> **Given entries**
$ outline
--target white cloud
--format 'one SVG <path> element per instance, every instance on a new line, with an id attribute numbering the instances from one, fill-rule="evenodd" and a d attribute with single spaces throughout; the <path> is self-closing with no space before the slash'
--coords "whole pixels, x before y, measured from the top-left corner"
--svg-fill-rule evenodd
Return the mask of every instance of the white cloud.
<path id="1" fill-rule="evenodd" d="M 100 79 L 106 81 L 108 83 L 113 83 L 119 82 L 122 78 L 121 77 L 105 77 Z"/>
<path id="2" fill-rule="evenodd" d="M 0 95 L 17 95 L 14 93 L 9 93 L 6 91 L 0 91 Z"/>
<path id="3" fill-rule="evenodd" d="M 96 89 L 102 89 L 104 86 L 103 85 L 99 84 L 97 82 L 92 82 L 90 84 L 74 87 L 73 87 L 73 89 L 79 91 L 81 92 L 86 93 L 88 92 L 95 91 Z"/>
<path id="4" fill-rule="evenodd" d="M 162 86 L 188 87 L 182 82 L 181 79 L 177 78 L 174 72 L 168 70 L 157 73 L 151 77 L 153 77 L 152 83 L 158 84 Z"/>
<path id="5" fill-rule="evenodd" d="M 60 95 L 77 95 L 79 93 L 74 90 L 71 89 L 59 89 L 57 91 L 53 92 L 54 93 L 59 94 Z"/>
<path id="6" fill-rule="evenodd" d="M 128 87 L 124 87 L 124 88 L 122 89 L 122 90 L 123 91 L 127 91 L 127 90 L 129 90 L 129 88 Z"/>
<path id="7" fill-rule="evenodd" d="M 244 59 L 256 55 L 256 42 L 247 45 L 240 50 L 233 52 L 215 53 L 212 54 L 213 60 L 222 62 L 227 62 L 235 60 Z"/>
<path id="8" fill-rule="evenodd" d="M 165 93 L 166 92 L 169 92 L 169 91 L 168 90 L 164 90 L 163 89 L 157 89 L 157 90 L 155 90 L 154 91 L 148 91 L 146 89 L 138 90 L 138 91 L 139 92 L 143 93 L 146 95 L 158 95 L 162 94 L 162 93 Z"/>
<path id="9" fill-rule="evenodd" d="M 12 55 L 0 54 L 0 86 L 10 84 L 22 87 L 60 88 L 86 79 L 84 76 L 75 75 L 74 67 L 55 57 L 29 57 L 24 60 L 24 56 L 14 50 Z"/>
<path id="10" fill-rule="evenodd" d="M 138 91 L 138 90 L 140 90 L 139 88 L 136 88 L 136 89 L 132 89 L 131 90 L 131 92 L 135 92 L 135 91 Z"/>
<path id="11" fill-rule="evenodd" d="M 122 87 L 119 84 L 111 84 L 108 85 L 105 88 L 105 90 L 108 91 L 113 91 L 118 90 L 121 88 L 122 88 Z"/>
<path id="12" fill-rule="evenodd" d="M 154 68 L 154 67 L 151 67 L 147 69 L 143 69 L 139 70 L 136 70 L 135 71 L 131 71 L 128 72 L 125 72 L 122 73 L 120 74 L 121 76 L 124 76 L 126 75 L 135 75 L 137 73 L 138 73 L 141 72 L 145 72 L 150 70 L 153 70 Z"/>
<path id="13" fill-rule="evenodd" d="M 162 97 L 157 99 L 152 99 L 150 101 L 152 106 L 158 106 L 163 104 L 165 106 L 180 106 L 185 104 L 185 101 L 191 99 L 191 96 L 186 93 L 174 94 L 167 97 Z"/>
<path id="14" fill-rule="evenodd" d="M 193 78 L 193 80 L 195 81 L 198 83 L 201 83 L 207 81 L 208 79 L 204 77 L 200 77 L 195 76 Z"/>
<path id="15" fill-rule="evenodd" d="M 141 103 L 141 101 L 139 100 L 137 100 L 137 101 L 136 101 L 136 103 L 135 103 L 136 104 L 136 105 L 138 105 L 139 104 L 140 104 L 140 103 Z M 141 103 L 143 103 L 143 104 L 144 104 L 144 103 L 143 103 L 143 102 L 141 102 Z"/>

---

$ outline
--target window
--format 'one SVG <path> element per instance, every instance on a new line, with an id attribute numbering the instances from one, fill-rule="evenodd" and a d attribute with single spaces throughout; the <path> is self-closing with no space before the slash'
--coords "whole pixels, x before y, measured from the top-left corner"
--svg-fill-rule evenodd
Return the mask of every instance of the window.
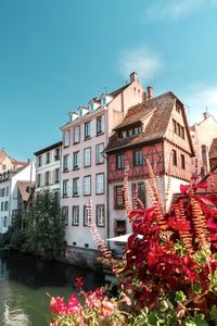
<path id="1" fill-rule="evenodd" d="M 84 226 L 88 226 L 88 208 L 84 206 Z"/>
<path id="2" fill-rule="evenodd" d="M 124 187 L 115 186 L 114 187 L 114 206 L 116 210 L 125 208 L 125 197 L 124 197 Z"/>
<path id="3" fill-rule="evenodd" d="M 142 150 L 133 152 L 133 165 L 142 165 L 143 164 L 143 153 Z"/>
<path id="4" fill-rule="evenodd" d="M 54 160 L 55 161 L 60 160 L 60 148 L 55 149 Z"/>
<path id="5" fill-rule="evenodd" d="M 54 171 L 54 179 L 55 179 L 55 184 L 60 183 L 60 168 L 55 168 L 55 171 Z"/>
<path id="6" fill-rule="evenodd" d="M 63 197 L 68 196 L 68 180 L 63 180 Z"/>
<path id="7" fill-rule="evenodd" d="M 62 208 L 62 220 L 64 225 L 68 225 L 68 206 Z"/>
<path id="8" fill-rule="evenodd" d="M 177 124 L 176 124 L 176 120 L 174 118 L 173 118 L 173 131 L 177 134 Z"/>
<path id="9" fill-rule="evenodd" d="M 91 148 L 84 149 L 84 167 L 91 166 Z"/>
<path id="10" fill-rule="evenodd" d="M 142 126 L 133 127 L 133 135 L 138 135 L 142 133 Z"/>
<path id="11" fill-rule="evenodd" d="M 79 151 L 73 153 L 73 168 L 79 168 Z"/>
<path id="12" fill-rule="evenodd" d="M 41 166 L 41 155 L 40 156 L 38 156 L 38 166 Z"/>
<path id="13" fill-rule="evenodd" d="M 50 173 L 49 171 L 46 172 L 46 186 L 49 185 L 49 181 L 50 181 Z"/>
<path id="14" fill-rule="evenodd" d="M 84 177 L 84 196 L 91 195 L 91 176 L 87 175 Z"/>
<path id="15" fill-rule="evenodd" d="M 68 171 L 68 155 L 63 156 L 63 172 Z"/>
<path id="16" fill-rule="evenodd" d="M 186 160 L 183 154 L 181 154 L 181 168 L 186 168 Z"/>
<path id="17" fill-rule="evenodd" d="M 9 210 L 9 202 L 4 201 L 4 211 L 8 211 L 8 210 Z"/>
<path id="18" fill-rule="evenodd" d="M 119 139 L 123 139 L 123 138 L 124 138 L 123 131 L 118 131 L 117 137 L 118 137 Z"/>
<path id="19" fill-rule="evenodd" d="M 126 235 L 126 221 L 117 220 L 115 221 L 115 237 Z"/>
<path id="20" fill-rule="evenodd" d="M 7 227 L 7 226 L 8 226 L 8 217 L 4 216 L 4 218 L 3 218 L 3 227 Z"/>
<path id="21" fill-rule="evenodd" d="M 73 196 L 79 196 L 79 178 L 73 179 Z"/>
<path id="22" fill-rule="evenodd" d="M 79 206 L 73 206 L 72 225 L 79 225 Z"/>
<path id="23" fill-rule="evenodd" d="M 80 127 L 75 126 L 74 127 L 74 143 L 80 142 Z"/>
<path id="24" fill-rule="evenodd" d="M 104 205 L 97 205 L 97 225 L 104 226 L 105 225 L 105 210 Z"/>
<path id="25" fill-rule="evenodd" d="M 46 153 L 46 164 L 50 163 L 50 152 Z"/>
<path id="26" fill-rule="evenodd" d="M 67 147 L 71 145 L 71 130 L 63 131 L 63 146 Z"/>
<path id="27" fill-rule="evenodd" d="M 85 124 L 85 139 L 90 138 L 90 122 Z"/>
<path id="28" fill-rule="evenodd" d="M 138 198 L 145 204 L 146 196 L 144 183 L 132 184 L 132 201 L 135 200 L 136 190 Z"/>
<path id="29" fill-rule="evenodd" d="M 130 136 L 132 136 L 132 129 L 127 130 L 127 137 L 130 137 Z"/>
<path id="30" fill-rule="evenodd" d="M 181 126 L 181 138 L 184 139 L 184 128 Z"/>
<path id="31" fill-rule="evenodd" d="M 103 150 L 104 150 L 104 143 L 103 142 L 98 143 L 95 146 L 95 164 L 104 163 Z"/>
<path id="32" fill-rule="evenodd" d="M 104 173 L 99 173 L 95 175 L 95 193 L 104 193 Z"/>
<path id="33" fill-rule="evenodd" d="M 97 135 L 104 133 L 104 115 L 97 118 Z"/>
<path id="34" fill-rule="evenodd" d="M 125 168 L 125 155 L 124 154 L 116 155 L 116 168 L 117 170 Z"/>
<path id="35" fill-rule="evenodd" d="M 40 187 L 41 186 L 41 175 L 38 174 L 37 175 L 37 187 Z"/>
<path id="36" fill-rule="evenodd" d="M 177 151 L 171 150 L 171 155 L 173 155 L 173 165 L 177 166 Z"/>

> **Exercise prompt**
Copy the lines of the data verbatim, from the line containing "84 226 L 88" through the line containing "80 127 L 75", both included.

> **Written answer**
<path id="1" fill-rule="evenodd" d="M 84 226 L 88 226 L 88 208 L 84 206 Z"/>
<path id="2" fill-rule="evenodd" d="M 124 187 L 115 186 L 114 187 L 114 206 L 116 210 L 125 208 L 125 197 L 124 197 Z"/>
<path id="3" fill-rule="evenodd" d="M 142 150 L 133 152 L 133 165 L 142 165 L 143 164 L 143 153 Z"/>
<path id="4" fill-rule="evenodd" d="M 54 160 L 55 161 L 60 160 L 60 148 L 55 149 Z"/>
<path id="5" fill-rule="evenodd" d="M 54 171 L 54 179 L 55 179 L 55 184 L 60 183 L 60 168 L 55 168 L 55 171 Z"/>
<path id="6" fill-rule="evenodd" d="M 63 197 L 68 196 L 68 180 L 63 180 Z"/>
<path id="7" fill-rule="evenodd" d="M 62 208 L 62 220 L 64 225 L 68 225 L 68 206 Z"/>
<path id="8" fill-rule="evenodd" d="M 177 124 L 176 124 L 176 120 L 174 118 L 173 118 L 173 131 L 177 134 Z"/>
<path id="9" fill-rule="evenodd" d="M 91 148 L 84 149 L 84 167 L 91 166 Z"/>
<path id="10" fill-rule="evenodd" d="M 142 126 L 133 127 L 133 135 L 138 135 L 142 133 Z"/>
<path id="11" fill-rule="evenodd" d="M 79 151 L 73 153 L 73 168 L 79 168 Z"/>
<path id="12" fill-rule="evenodd" d="M 41 166 L 41 155 L 40 156 L 38 156 L 38 166 Z"/>
<path id="13" fill-rule="evenodd" d="M 50 173 L 49 171 L 46 172 L 46 186 L 49 185 L 49 181 L 50 181 Z"/>
<path id="14" fill-rule="evenodd" d="M 84 177 L 84 196 L 91 195 L 91 176 L 87 175 Z"/>
<path id="15" fill-rule="evenodd" d="M 68 171 L 68 155 L 63 156 L 63 172 Z"/>
<path id="16" fill-rule="evenodd" d="M 186 160 L 183 154 L 181 154 L 181 168 L 186 168 Z"/>
<path id="17" fill-rule="evenodd" d="M 9 210 L 9 202 L 4 201 L 4 211 L 8 211 L 8 210 Z"/>
<path id="18" fill-rule="evenodd" d="M 119 139 L 123 139 L 123 138 L 124 138 L 123 131 L 118 131 L 117 137 L 118 137 Z"/>
<path id="19" fill-rule="evenodd" d="M 126 235 L 126 221 L 117 220 L 115 221 L 115 237 Z"/>
<path id="20" fill-rule="evenodd" d="M 7 227 L 7 226 L 8 226 L 8 217 L 4 216 L 4 218 L 3 218 L 3 227 Z"/>
<path id="21" fill-rule="evenodd" d="M 73 196 L 79 196 L 79 178 L 73 179 Z"/>
<path id="22" fill-rule="evenodd" d="M 79 206 L 73 206 L 72 225 L 79 225 Z"/>
<path id="23" fill-rule="evenodd" d="M 80 127 L 75 126 L 74 127 L 74 143 L 80 142 Z"/>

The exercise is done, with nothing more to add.